**** The records

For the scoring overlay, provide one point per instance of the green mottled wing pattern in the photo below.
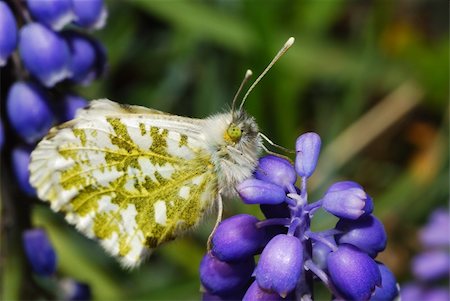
(128, 176)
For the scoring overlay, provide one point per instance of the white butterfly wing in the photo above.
(129, 176)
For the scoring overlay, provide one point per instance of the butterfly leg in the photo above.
(218, 220)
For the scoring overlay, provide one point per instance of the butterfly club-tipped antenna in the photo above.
(280, 53)
(247, 76)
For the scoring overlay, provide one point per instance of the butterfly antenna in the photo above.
(275, 145)
(247, 76)
(280, 53)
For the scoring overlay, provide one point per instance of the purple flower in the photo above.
(436, 294)
(308, 149)
(320, 253)
(87, 58)
(437, 232)
(220, 277)
(367, 233)
(70, 105)
(44, 53)
(28, 111)
(273, 211)
(411, 292)
(280, 265)
(2, 135)
(431, 265)
(347, 200)
(20, 161)
(237, 238)
(253, 191)
(353, 272)
(255, 293)
(53, 13)
(75, 291)
(8, 33)
(39, 252)
(276, 170)
(389, 289)
(90, 14)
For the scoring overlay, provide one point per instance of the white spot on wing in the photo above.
(129, 218)
(197, 180)
(160, 212)
(184, 192)
(105, 178)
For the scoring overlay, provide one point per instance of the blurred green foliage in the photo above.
(188, 58)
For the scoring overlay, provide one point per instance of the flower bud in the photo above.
(308, 149)
(8, 33)
(435, 294)
(28, 111)
(253, 191)
(20, 158)
(275, 211)
(367, 233)
(431, 265)
(437, 232)
(75, 291)
(255, 293)
(44, 53)
(53, 13)
(347, 199)
(87, 60)
(237, 238)
(2, 135)
(280, 265)
(320, 254)
(220, 277)
(276, 170)
(90, 14)
(389, 288)
(39, 252)
(70, 105)
(413, 292)
(353, 272)
(231, 296)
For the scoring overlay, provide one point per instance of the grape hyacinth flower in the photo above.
(431, 267)
(44, 53)
(292, 256)
(52, 13)
(45, 50)
(90, 14)
(29, 111)
(8, 33)
(40, 252)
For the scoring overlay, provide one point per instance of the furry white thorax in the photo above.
(234, 162)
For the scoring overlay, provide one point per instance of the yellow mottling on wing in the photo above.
(142, 128)
(81, 135)
(183, 141)
(118, 170)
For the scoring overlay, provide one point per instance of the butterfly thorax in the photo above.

********

Rewrite every line of the items above, requests included, scaling each point's x and y coordinates by 0.65 and rounding to the nearest whole number, with halves rounded up. Omit the pictures.

= Exercise response =
For the scoring overlay, provide one point per instance of the green mottled wing pattern in the photo below.
(83, 114)
For the scoring overlay, provide one point per instance of the white butterfly wing in the photo above.
(84, 114)
For the scoring overlay, provide one point per instance of the butterfly leg in the photo above.
(142, 143)
For the scoring overlay, provide one point per instance of the butterfly club-tipped antenna in the photo above.
(182, 34)
(161, 49)
For the scoring overlay, provide one point per instance of the butterfly antenna in the photo above.
(179, 94)
(161, 49)
(182, 34)
For the scoring overlay, provide one point per instance of the purple flower in the photo above.
(283, 191)
(200, 97)
(208, 164)
(57, 38)
(284, 151)
(143, 180)
(239, 151)
(46, 68)
(29, 34)
(18, 72)
(177, 137)
(267, 190)
(182, 172)
(1, 88)
(280, 172)
(226, 130)
(13, 105)
(154, 155)
(164, 124)
(229, 177)
(166, 190)
(34, 8)
(49, 189)
(5, 21)
(25, 164)
(179, 111)
(253, 188)
(59, 9)
For the scoring overlay, provide one point per instance of the white spot on wing in the photo above.
(84, 142)
(128, 117)
(104, 138)
(120, 125)
(68, 116)
For the scoring overlay, provide one point per instance of the blurred green foliage in the photo above.
(122, 38)
For the scoring overlay, provide one point per instance of the flower bud in the photo above.
(200, 97)
(5, 21)
(283, 191)
(18, 72)
(164, 124)
(13, 103)
(179, 137)
(239, 151)
(280, 172)
(284, 151)
(49, 189)
(166, 190)
(29, 34)
(34, 8)
(226, 129)
(57, 39)
(154, 155)
(1, 88)
(182, 172)
(208, 165)
(143, 180)
(179, 111)
(59, 9)
(253, 187)
(25, 164)
(46, 68)
(268, 190)
(229, 177)
(150, 192)
For the scoring overlay, provide one point per instance of the grape hyacinth flower in the photo above.
(280, 174)
(29, 34)
(190, 166)
(34, 8)
(29, 33)
(59, 9)
(19, 72)
(5, 21)
(26, 164)
For the scoring overlay, provide one point per instance of the furry white thorax in the photo above.
(152, 105)
For the scoring overlay, provide one point per instance of the yellow mottling on wing in the photo above.
(92, 83)
(53, 88)
(119, 92)
(77, 111)
For the scoring overlay, provide one point per instance of the butterfly thorax in the photo above.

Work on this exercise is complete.